___ Input data ___

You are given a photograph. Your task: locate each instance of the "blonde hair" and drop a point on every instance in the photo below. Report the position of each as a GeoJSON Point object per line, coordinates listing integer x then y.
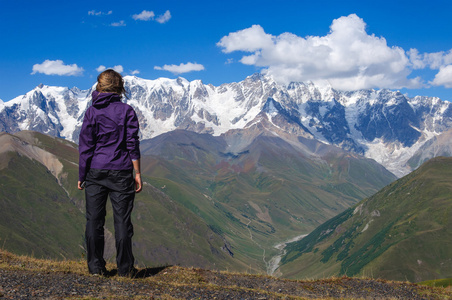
{"type": "Point", "coordinates": [110, 81]}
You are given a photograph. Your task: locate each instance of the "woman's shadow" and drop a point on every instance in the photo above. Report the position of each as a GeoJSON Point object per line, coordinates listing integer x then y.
{"type": "Point", "coordinates": [143, 273]}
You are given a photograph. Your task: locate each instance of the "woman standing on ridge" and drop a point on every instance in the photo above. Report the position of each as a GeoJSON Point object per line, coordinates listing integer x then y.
{"type": "Point", "coordinates": [109, 152]}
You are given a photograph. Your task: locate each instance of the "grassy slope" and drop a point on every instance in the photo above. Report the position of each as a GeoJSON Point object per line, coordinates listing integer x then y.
{"type": "Point", "coordinates": [262, 196]}
{"type": "Point", "coordinates": [404, 232]}
{"type": "Point", "coordinates": [200, 208]}
{"type": "Point", "coordinates": [43, 217]}
{"type": "Point", "coordinates": [28, 277]}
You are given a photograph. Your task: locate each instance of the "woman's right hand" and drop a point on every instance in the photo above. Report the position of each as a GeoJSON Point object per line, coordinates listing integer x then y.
{"type": "Point", "coordinates": [138, 183]}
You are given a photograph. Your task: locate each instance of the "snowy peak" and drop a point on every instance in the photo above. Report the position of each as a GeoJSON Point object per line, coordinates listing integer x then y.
{"type": "Point", "coordinates": [380, 124]}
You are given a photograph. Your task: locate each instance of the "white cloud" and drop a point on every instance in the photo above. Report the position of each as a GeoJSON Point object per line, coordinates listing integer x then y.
{"type": "Point", "coordinates": [99, 13]}
{"type": "Point", "coordinates": [57, 67]}
{"type": "Point", "coordinates": [144, 16]}
{"type": "Point", "coordinates": [182, 68]}
{"type": "Point", "coordinates": [347, 56]}
{"type": "Point", "coordinates": [164, 18]}
{"type": "Point", "coordinates": [118, 24]}
{"type": "Point", "coordinates": [444, 77]}
{"type": "Point", "coordinates": [434, 60]}
{"type": "Point", "coordinates": [117, 68]}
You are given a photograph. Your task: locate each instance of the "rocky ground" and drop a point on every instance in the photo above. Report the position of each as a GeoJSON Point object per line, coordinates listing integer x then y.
{"type": "Point", "coordinates": [25, 278]}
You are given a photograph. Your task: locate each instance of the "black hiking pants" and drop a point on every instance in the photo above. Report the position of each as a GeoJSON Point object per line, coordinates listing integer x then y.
{"type": "Point", "coordinates": [119, 185]}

___

→ **Instructions to follow**:
Pictures stay out, but every record above is to be returned exactly.

→ **Solution to the problem**:
You are given a photograph. Your task: locate each instance of the "blonde hair" and drop a point on every instance in the photo below. Report the position of each as a GeoJSON Point object per line, coordinates listing integer x then y.
{"type": "Point", "coordinates": [110, 81]}
You are given a photograph. Your task: locate each instance of the "woman's shadow" and drop a point on every instance in the photo above. Report the position of each as a GeoJSON Point object per line, coordinates listing integer x then y.
{"type": "Point", "coordinates": [143, 273]}
You are given a photograph. Your task: locate each instance of the "woman standing on ridge" and drop a point on every instance in the photo above. Report the position of each as a GeoJSON Point object per line, coordinates listing integer x then y.
{"type": "Point", "coordinates": [109, 152]}
You are given a photograph. Your task: locate each instance of the "grassy slope" and drop a point on every instance in the photo above. Report the position of each as a GeoJSON Point object per line, coordinates listing integer x then y.
{"type": "Point", "coordinates": [262, 196]}
{"type": "Point", "coordinates": [404, 232]}
{"type": "Point", "coordinates": [200, 208]}
{"type": "Point", "coordinates": [43, 217]}
{"type": "Point", "coordinates": [28, 277]}
You are given a photograph. Your task: locate each instance of the "woman's right hand" and drop a point on every instance in the photo above. Report the position of each as a GeoJSON Point object per line, coordinates listing integer x then y.
{"type": "Point", "coordinates": [138, 183]}
You are given a photograph. Your task: locate each instance of the "snowy peak" and drop a point on every instance in the photo above. Report the position of each as a GeoJSON Point object per line, coordinates listing integer x then y.
{"type": "Point", "coordinates": [380, 124]}
You are given a photograph. Your task: locate each instance of the "white cloud" and drop a point on every instance in the photo above. Report the position of each as a GeoJSON Point object per line, coordinates listing integer x then y.
{"type": "Point", "coordinates": [99, 13]}
{"type": "Point", "coordinates": [57, 67]}
{"type": "Point", "coordinates": [144, 16]}
{"type": "Point", "coordinates": [182, 68]}
{"type": "Point", "coordinates": [347, 56]}
{"type": "Point", "coordinates": [164, 18]}
{"type": "Point", "coordinates": [118, 24]}
{"type": "Point", "coordinates": [444, 77]}
{"type": "Point", "coordinates": [434, 60]}
{"type": "Point", "coordinates": [117, 68]}
You are given a photograph. Your task: locate each instance of the "rocky ground" and drop a point on every instance in the photo above. Report the position of each as a GeoJSON Point object per line, coordinates listing integer x then y.
{"type": "Point", "coordinates": [25, 278]}
You are given a photograph. Your task: locate each instance of the "black hiking pants" and drop a point on every instance in the photo above. Report the position of each as a GeoJSON Point object per line, coordinates listing integer x then y.
{"type": "Point", "coordinates": [119, 185]}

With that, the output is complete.